BEGIN INFORMATION SHOWN

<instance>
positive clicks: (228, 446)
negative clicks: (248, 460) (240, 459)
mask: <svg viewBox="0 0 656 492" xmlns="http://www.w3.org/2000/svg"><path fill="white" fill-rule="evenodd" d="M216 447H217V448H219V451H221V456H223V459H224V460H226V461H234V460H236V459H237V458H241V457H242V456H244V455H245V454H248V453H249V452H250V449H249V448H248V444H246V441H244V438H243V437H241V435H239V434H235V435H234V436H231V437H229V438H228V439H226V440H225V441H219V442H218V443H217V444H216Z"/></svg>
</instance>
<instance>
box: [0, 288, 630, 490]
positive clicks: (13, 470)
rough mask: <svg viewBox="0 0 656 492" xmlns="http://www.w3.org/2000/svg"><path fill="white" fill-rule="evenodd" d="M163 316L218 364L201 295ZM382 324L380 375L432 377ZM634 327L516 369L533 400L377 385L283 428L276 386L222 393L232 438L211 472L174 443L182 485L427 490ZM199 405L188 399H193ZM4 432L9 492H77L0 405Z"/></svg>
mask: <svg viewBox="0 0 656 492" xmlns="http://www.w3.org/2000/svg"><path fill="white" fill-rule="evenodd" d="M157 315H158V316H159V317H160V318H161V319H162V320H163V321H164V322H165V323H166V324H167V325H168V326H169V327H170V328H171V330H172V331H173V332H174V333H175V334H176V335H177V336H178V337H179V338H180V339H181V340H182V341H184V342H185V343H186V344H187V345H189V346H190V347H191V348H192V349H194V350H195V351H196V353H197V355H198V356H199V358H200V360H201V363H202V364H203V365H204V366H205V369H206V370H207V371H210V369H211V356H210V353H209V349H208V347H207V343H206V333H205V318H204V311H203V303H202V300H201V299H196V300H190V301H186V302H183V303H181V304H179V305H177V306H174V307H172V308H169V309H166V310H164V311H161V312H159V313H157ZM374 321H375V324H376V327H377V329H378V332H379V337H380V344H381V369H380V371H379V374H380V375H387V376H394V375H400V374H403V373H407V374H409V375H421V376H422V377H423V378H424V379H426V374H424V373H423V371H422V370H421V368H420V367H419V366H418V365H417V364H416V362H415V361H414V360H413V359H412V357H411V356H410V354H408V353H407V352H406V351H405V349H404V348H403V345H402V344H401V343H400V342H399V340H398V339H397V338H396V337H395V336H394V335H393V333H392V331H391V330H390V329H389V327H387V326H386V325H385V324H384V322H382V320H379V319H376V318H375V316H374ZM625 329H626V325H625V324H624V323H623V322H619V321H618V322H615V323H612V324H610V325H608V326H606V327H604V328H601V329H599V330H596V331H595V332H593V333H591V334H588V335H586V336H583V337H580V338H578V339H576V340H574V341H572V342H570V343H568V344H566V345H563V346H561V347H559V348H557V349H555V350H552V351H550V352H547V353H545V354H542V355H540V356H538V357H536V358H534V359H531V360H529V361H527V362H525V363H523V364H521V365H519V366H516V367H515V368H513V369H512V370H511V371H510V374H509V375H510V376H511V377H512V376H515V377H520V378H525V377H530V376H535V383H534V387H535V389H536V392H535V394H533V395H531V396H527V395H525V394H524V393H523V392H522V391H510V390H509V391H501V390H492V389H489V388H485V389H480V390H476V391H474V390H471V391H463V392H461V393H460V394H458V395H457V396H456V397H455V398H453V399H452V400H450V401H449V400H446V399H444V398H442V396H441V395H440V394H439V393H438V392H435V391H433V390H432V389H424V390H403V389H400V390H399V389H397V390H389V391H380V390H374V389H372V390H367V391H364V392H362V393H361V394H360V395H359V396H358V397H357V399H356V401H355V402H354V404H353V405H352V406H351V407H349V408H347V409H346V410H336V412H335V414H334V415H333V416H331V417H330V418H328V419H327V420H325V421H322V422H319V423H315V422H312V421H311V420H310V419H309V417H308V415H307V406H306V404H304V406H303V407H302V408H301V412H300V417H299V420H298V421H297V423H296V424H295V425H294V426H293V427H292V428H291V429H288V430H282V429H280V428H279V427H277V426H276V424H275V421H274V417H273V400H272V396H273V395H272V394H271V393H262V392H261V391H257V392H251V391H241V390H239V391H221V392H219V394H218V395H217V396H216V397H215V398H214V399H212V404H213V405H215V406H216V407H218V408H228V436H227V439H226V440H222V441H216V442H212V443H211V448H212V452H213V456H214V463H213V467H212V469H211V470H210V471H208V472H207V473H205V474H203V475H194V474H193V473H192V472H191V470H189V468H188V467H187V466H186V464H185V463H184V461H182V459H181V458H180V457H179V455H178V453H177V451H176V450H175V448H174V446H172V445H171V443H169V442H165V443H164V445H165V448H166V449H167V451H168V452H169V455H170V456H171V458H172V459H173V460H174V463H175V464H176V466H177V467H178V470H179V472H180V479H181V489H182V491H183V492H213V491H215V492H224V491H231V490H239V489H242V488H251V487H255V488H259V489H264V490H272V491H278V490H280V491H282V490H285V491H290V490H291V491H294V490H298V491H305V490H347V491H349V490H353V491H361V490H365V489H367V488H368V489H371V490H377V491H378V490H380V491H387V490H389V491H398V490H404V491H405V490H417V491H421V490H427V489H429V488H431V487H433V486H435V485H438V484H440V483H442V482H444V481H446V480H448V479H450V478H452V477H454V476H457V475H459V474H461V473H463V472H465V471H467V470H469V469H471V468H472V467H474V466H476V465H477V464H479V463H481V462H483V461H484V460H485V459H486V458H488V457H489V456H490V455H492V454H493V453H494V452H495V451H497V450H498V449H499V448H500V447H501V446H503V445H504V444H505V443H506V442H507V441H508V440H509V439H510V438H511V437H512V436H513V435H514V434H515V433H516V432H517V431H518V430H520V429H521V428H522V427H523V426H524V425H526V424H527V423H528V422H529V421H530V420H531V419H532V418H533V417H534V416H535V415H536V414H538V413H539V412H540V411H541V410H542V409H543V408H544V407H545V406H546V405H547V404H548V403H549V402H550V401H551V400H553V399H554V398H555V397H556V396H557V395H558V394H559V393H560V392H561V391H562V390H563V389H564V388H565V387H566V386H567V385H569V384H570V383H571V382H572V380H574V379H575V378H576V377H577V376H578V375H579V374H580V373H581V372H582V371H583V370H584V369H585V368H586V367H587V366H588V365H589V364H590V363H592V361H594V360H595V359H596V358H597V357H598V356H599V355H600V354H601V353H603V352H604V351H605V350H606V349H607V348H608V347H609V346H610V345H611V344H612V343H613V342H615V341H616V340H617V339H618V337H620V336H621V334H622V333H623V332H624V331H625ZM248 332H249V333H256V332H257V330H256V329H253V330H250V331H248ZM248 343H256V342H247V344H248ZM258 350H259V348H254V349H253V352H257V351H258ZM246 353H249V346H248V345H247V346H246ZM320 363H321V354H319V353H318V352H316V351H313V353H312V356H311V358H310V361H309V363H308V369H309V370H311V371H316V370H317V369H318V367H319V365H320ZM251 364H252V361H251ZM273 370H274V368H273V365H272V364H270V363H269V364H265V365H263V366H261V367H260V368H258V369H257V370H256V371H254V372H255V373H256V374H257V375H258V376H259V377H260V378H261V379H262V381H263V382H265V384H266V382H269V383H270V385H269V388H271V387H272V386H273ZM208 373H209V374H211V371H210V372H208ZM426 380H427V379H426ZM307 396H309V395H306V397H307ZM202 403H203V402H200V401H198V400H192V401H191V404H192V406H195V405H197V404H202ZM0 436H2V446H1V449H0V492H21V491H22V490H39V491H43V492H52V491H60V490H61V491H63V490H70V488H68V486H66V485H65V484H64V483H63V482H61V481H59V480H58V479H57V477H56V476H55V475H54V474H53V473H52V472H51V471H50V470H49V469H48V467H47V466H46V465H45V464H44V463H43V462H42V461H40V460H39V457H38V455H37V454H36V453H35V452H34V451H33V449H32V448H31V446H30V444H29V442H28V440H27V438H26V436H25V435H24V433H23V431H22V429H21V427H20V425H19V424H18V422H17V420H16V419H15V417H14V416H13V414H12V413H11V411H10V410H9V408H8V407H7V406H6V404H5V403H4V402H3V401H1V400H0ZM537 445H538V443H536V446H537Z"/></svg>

END INFORMATION SHOWN
BEGIN INFORMATION SHOWN

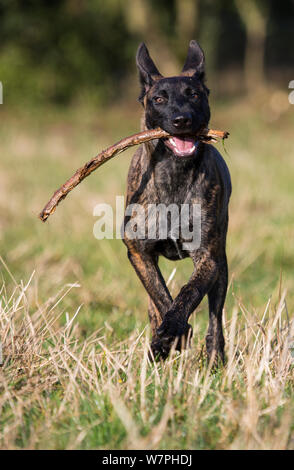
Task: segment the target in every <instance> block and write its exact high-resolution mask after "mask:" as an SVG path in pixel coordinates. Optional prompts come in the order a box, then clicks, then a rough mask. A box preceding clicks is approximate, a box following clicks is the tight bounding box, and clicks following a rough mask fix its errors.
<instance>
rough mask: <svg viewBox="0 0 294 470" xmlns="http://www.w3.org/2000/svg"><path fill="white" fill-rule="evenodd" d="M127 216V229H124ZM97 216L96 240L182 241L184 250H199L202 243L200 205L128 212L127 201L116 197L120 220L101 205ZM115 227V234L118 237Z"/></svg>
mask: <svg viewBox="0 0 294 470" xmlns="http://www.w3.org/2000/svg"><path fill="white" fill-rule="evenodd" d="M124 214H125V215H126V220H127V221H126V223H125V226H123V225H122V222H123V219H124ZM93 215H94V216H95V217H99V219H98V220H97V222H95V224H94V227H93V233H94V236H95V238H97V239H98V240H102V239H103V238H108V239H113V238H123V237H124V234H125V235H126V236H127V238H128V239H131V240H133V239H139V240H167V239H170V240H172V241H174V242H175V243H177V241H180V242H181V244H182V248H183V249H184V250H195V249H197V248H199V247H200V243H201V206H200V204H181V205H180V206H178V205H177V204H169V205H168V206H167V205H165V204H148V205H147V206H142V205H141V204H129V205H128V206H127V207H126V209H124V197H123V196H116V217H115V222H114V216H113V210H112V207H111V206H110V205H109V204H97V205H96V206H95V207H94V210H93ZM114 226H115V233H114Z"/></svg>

END INFORMATION SHOWN

■ **YOUR ASSIGNMENT**
Answer with one number only, the count of lines in the listing that hold the word "positive".

■ **EXERCISE RESPONSE**
2